Required work: Skip any pictures. Repeat the data exactly, from its first line through the line that holds "output | one point per instance, like (482,133)", both included.

*** Opening of Exercise material ***

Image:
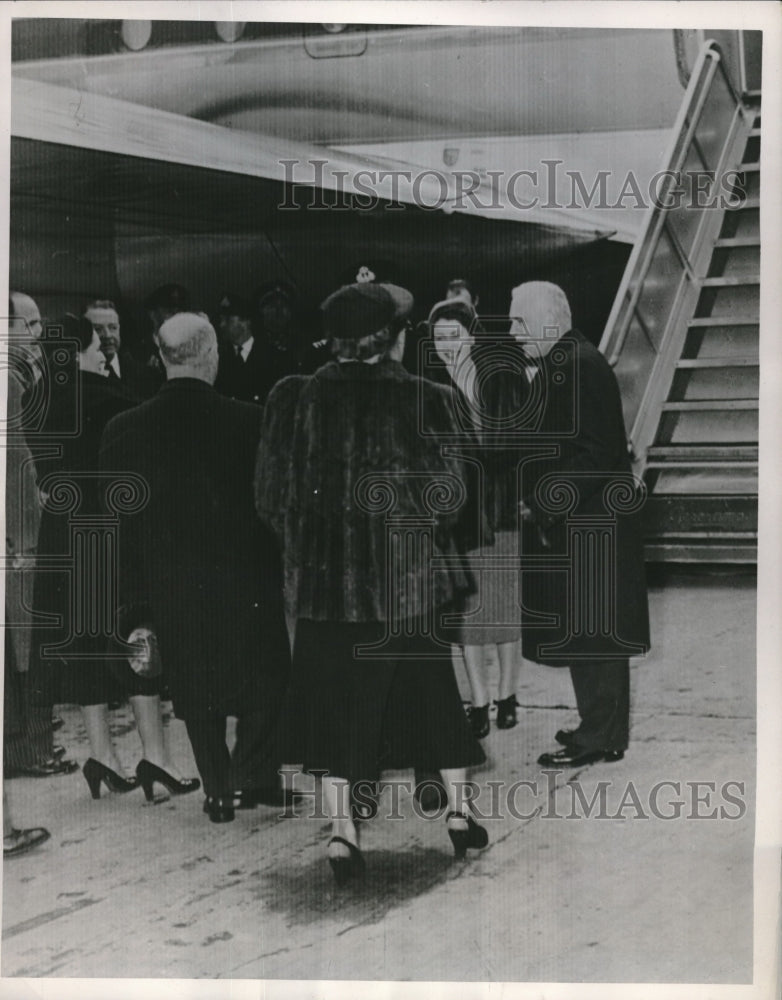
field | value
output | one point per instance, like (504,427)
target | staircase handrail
(618,324)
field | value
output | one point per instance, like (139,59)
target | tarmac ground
(630,888)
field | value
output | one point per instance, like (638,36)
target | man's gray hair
(185,340)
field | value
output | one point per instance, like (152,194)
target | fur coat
(372,511)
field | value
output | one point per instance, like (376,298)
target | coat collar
(357,371)
(186,385)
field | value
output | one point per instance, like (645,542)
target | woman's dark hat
(359,310)
(456,309)
(235,305)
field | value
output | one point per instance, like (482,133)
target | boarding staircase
(683,333)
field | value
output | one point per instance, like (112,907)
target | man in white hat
(581,532)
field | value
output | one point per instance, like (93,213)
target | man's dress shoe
(577,757)
(249,798)
(46,769)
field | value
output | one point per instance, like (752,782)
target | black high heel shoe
(95,773)
(219,810)
(148,774)
(345,869)
(474,836)
(479,721)
(506,712)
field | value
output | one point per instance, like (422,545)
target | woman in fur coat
(372,515)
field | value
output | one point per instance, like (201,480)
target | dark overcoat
(196,562)
(70,438)
(583,574)
(248,380)
(350,458)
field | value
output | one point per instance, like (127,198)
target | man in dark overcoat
(583,577)
(198,566)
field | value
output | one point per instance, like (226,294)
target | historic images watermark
(543,797)
(548,187)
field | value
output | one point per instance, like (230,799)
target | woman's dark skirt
(355,715)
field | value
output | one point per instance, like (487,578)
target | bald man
(32,753)
(581,533)
(199,569)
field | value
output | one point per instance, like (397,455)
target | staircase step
(741,550)
(689,464)
(732,242)
(731,282)
(726,362)
(711,404)
(725,321)
(713,514)
(713,453)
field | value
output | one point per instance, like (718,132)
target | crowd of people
(304,531)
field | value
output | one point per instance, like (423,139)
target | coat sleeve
(468,526)
(134,604)
(273,471)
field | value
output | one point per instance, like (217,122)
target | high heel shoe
(147,774)
(506,712)
(95,773)
(479,721)
(474,836)
(219,810)
(344,869)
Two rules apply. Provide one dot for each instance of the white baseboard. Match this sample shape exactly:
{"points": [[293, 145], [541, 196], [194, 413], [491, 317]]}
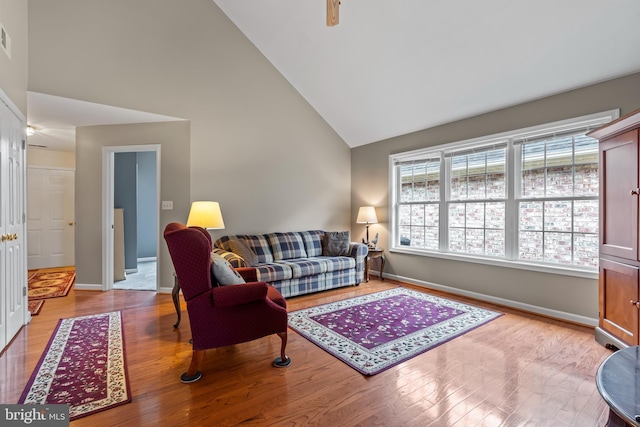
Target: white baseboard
{"points": [[562, 315], [95, 287], [83, 287]]}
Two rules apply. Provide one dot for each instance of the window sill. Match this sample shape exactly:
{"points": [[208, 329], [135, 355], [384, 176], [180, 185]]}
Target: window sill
{"points": [[563, 270]]}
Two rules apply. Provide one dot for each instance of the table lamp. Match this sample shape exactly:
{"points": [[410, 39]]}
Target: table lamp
{"points": [[206, 215], [367, 215]]}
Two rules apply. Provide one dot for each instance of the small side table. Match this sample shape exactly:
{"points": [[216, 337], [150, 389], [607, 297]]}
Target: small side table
{"points": [[618, 380], [372, 255]]}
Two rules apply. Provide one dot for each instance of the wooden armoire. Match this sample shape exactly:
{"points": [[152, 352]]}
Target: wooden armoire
{"points": [[619, 278]]}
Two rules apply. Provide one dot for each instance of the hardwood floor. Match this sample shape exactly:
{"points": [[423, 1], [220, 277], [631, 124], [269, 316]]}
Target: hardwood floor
{"points": [[518, 370]]}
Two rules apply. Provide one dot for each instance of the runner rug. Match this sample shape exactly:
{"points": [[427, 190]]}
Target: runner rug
{"points": [[84, 366], [50, 284], [374, 332]]}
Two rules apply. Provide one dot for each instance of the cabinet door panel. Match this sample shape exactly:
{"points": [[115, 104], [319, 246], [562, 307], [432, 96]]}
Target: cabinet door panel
{"points": [[618, 293], [619, 211]]}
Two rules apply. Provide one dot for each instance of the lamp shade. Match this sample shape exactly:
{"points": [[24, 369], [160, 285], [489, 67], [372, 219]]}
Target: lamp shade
{"points": [[367, 215], [205, 215]]}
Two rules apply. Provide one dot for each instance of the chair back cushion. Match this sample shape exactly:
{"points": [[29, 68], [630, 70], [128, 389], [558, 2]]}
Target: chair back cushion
{"points": [[286, 245], [190, 252]]}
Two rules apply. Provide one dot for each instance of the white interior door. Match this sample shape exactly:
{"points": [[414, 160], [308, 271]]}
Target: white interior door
{"points": [[51, 217], [13, 274]]}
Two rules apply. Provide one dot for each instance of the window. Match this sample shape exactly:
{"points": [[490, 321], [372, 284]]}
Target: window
{"points": [[527, 197]]}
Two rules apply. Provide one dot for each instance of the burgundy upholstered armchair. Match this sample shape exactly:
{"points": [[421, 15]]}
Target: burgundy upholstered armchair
{"points": [[222, 315]]}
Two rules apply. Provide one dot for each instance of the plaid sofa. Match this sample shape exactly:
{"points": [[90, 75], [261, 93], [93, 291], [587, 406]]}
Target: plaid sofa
{"points": [[293, 263]]}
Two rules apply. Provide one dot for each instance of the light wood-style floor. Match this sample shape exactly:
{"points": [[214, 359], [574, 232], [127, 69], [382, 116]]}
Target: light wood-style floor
{"points": [[518, 370]]}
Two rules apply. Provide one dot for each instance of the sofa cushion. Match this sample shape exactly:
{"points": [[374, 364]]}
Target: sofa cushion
{"points": [[224, 273], [338, 263], [302, 267], [286, 246], [234, 259], [258, 244], [272, 272], [335, 243], [312, 242], [240, 248]]}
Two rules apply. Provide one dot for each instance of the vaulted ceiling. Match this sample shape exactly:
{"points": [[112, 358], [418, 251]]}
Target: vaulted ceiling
{"points": [[394, 67]]}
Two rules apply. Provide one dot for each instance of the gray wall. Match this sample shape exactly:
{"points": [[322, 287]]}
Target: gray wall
{"points": [[370, 183], [13, 72], [256, 146], [147, 204]]}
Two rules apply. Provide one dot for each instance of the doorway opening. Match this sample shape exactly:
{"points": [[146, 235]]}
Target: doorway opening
{"points": [[131, 190]]}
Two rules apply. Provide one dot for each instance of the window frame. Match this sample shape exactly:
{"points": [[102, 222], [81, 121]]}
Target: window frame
{"points": [[511, 138]]}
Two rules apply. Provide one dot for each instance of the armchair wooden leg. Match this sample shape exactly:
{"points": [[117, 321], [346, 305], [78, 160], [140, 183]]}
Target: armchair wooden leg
{"points": [[283, 360], [193, 374]]}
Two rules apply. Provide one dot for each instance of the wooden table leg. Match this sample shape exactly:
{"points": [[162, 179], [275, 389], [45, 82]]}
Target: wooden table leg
{"points": [[366, 268], [175, 293]]}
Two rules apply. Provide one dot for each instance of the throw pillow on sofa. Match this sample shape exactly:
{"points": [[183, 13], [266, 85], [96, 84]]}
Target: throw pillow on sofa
{"points": [[224, 272], [239, 247], [335, 243]]}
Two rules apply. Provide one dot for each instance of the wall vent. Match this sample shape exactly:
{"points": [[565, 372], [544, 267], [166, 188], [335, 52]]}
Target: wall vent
{"points": [[5, 41]]}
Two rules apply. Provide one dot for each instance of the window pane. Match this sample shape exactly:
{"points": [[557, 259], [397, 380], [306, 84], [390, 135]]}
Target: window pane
{"points": [[495, 242], [559, 151], [557, 248], [432, 215], [495, 215], [585, 150], [557, 216], [431, 238], [417, 237], [559, 181], [456, 215], [586, 250], [585, 216], [405, 235], [417, 215], [530, 216], [406, 192], [532, 181], [433, 180], [404, 213], [458, 178], [419, 191], [530, 246], [475, 241], [456, 239], [496, 186], [586, 180], [475, 215]]}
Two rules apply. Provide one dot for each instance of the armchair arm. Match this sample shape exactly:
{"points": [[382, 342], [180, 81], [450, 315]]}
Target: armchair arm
{"points": [[249, 274], [227, 296]]}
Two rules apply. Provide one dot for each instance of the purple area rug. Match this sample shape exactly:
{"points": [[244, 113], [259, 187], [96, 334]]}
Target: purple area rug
{"points": [[84, 366], [374, 332]]}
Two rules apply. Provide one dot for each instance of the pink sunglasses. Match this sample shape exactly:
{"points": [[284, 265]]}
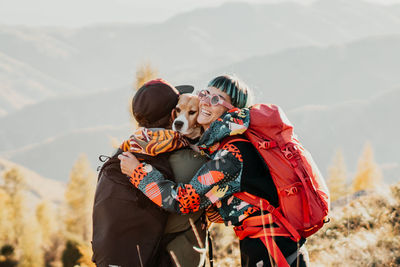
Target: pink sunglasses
{"points": [[212, 99]]}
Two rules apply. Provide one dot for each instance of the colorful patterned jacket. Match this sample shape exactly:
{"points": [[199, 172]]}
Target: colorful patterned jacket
{"points": [[214, 183]]}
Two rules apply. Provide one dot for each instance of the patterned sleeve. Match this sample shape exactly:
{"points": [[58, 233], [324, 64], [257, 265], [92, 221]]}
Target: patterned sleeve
{"points": [[215, 180]]}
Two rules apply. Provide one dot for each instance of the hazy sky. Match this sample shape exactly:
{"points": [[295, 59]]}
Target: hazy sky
{"points": [[75, 13]]}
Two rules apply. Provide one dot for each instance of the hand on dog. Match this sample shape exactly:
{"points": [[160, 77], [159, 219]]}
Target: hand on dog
{"points": [[128, 163]]}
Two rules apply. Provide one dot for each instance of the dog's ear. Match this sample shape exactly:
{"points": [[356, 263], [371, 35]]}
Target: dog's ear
{"points": [[173, 114]]}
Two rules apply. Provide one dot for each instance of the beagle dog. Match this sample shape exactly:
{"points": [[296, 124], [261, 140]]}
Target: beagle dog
{"points": [[185, 116]]}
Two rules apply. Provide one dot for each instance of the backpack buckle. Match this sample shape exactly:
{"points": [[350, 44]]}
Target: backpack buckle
{"points": [[270, 208], [287, 153]]}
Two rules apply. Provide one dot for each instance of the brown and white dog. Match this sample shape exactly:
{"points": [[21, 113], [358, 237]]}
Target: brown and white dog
{"points": [[185, 116]]}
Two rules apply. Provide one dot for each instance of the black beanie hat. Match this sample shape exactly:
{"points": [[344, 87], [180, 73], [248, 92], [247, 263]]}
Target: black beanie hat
{"points": [[154, 102]]}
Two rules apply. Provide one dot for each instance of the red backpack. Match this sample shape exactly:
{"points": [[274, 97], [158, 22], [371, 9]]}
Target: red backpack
{"points": [[303, 195]]}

*** Close of Exercise material ***

Solution to this task:
Image:
field | value
output | one point per instance, like (504,427)
target | staircase handrail
(618,324)
field | value
output | one point per instance, like (139,59)
target | tarmac ground
(630,888)
field | value
output | one point per instance, like (638,36)
target | man's gray hair
(185,340)
field | value
output | one point per instance, like (152,194)
target | fur coat
(372,511)
field | value
output | one point per instance, like (376,298)
target | coat collar
(357,371)
(186,385)
field | value
output | one point per instance, like (645,542)
target | woman's dark hat
(359,310)
(456,309)
(235,305)
field | value
output | one point per instance, like (482,133)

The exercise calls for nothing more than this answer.